# [WRITTEN INSTRUCTION 1]
Using the pull request thread on video tutorial improvements below, decide whether each statement agrees with it: (a) a bot comment says extra validation is needed before workflows can run on NVIDIA's runners; (b) the summary says the dedup guide example calls workflow.run with named parameters; (c) the summary says kmeans_executor must be a RayActorPoolExecutor. Answer each with yes or no and quote the deciding words.
# [WRITTEN INSTRUCTION 2]
Resume the pull request thread on video tutorial improvements from its last sentence, and continue it.

# [TEXT SEGMENT]
__________

Video tutorial improve #1367

suiyoubi · 2026-01-13T14:18:08Z

Description

Usage

# Add snippet demonstrating usage

Checklist

I am familiar with the Contributing Guide.
New or Existing tests cover these changes.
The documentation is up to date with these changes.

Signed-off-by: Praateek <[email protected]>

Signed-off-by: Ao Tang <[email protected]>

copy-pr-bot · 2026-01-13T14:18:11Z

This pull request requires additional validation before any workflows can run on NVIDIA's runners.

Pull request vetters can view their responsibilities here.

Contributors can view more details about this message here.

suiyoubi · 2026-01-13T14:18:30Z

/ok to test c8f7aa9

greptile-apps · 2026-01-13T14:22:53Z

Greptile Summary

This PR improves video tutorial documentation with extensive enhancements to the semantic deduplication guide, better organization of video loading documentation, and corrections to broken reference links across multiple modalities.

Key Changes:

Substantially expands docs/curate-video/process-data/dedup.md with comprehensive examples showing both the simplified SemanticDeduplicationWorkflow and individual stage approach, detailed parameter tables, and practical guidance on determining the eps threshold
Reorganizes docs/curate-video/load-data/index.md with improved formatting and clearer separation of partitioning and reader stages
Corrects broken cross-reference links throughout the documentation (audio/text/image/video get-started guides and text deduplication index)

Critical Issue Found:

API Usage Error in dedup.md line 72-74: The example demonstrates workflow.run(executor) which will fail at runtime. The method signature requires named parameters kmeans_executor and pairwise_executor, where kmeans_executor must be a RayActorPoolExecutor. Passing a single XennaExecutor() positionally assigns it to kmeans_executor, causing a validation error.

__________

# [GIVEN MATERIAL]
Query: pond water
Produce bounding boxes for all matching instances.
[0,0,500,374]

__________

# [EXERCISE ANSWER 1]
(a) Yes: "This pull request requires additional validation before any workflows can run on NVIDIA's runners."
(b) No: "The example demonstrates workflow.run(executor) which will fail at runtime."
(c) Yes: "where kmeans_executor must be a RayActorPoolExecutor"

# [EXERCISE ANSWER 2]
Confidence Score: 2/5

This PR has a critical API usage error that will cause runtime failures for users following the documentation example.
The main documentation file (dedup.md) contains a critical error on line 72-74 where the workflow.run() method is called with an incorrect API signature. The example passes a single XennaExecutor() positionally, which will be assigned to the kmeans_executor parameter, but the actual implementation requires kmeans_executor to be a RayActorPoolExecutor. This will trigger a runtime validation error when users execute the provided code. The remaining 9 files in the PR are minor reference link corrections with confidence score 5/5. The low overall score is driven by this blocking issue in the primary documentation file.
docs/curate-video/process-data/dedup.md (critical API usage error on line 72-74)

Important Files Changed

Filename	Overview
docs/curate-video/process-data/dedup.md	Extensively improved documentation with detailed workflow examples and API reference. However, critical API usage error on line 74: `workflow.run(executor)` incorrectly passes a single `XennaExecutor()` which will fail runtime validation. Requires proper named parameter usage with correct executor types.
docs/curate-video/load-data/index.md	Good documentation restructuring with improved organization and clarity. Reorganizes content into clearer sections with better formatting and list structure for readers.
docs/curate-text/process-data/deduplication/index.md	Corrects broken reference links to semantic deduplication documentation from `text-process-data-dedup-semdedup` to `text-process-data-format-sem-dedup`.
docs/curate-audio/tutorials/beginner.md	Corrects broken documentation reference links from file paths to proper reference labels (`admin-installation` and `gs-audio`).
docs/get-started/audio.md	Corrects reference label from `reference-infrastructure-container-environments-main` to `reference-infrastructure-container-environments`.
docs/get-started/image.md	Corrects reference label from `reference-infrastructure-container-environments-main` to `reference-infrastructure-container-environments`.
docs/get-started/text.md	Corrects reference label from `reference-infrastructure-container-environments-main` to `reference-infrastructure-container-environments`.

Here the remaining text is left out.